Recorded information
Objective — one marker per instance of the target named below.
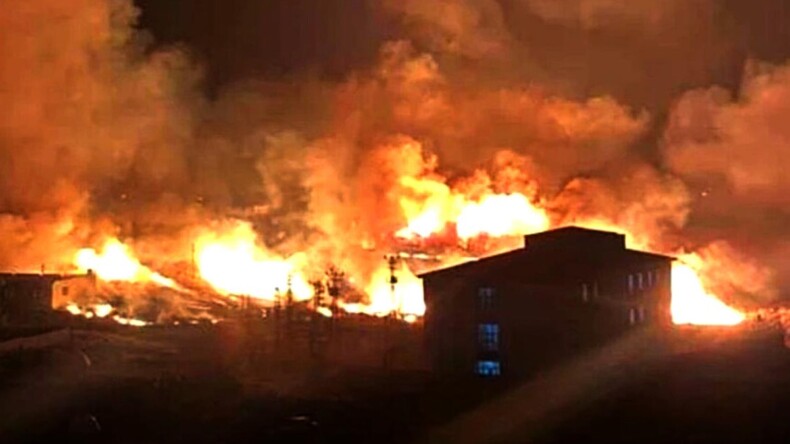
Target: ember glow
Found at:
(116, 262)
(233, 263)
(692, 304)
(257, 193)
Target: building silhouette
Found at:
(568, 290)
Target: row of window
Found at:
(488, 337)
(488, 368)
(642, 280)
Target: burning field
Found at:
(341, 192)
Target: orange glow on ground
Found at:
(233, 263)
(692, 304)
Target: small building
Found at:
(28, 298)
(567, 291)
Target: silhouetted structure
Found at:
(27, 298)
(567, 290)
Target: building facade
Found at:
(28, 298)
(566, 291)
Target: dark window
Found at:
(488, 368)
(632, 316)
(488, 336)
(485, 298)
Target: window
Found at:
(485, 298)
(488, 336)
(631, 316)
(585, 293)
(488, 368)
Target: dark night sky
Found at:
(238, 39)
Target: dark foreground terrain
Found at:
(183, 385)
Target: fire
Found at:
(405, 297)
(103, 310)
(493, 215)
(500, 215)
(117, 263)
(234, 264)
(692, 304)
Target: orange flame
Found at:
(117, 263)
(692, 304)
(234, 264)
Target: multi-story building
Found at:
(566, 291)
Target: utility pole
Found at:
(392, 262)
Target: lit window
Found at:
(488, 368)
(631, 316)
(485, 296)
(488, 336)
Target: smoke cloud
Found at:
(107, 134)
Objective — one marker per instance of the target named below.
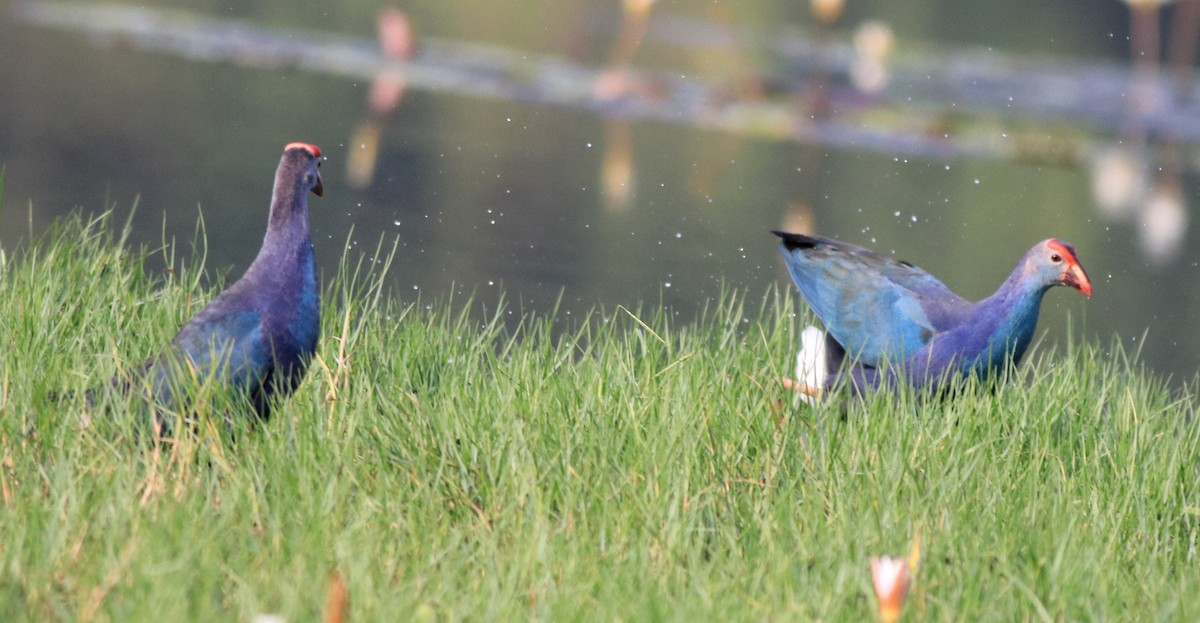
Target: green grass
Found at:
(633, 468)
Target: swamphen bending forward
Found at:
(258, 335)
(889, 322)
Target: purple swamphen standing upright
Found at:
(258, 335)
(889, 322)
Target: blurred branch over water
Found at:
(945, 105)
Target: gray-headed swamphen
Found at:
(258, 335)
(889, 322)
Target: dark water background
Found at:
(492, 196)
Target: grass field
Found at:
(447, 466)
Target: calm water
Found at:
(493, 196)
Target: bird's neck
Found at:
(1012, 316)
(287, 244)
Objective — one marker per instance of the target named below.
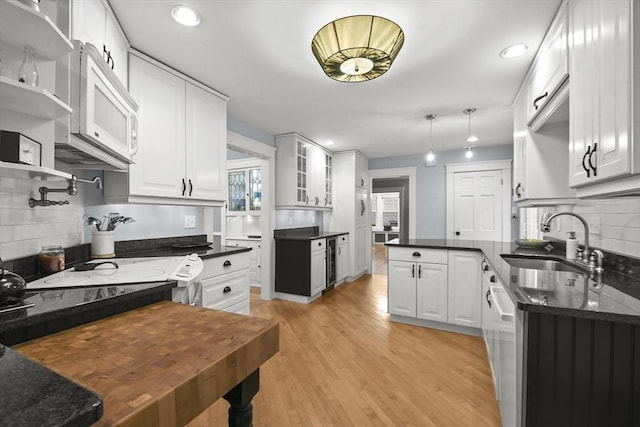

Task
With the pictures left out, return the listing above exactly as it stands.

Written reply
Objective — one marker per instance of the target named below.
Target: ember glow
Found at:
(116, 262)
(233, 263)
(692, 304)
(257, 193)
Target: building silhouette
Found at:
(568, 290)
Target: row of window
Found at:
(488, 337)
(488, 368)
(642, 280)
Target: burning field
Found at:
(341, 192)
Target: orange glow on ground
Found at:
(233, 263)
(692, 304)
Target: small building
Found at:
(28, 298)
(567, 291)
Target: silhouetted structure
Found at:
(27, 298)
(567, 290)
Target: building facade
Found at:
(28, 298)
(566, 291)
Target: dark window
Found at:
(488, 368)
(632, 316)
(488, 336)
(485, 298)
Target: window
Found at:
(485, 298)
(488, 336)
(631, 316)
(585, 293)
(488, 368)
Target: dark night sky
Found at:
(238, 39)
Target: dark foreground terrain
Found at:
(183, 385)
Target: fire
Found at:
(405, 297)
(103, 310)
(493, 215)
(500, 215)
(117, 263)
(234, 264)
(692, 304)
Target: orange flame
Found at:
(117, 263)
(692, 304)
(234, 264)
Target: multi-story building
Found at:
(566, 291)
Target: utility pole
Found at:
(392, 262)
Target: lit window
Found at:
(488, 368)
(631, 316)
(485, 296)
(488, 336)
Target: smoke cloud
Found at:
(107, 134)
Objective — one marker per instance of the target named below.
Target: green grass
Found at:
(633, 468)
Target: swamphen bending forward
Found at:
(258, 335)
(889, 322)
Target: purple swamphen standing upright
Found at:
(258, 335)
(889, 322)
Target: blurred branch over water
Found at:
(945, 105)
Target: gray-headed swamphen
Found at:
(258, 335)
(889, 322)
Target: dark water background
Found at:
(492, 196)
Target: grass field
Found at:
(447, 466)
Target: calm water
Found at:
(493, 196)
Target: bird's neck
Found at:
(1012, 316)
(287, 244)
Objective — one marker per instance of the target named below.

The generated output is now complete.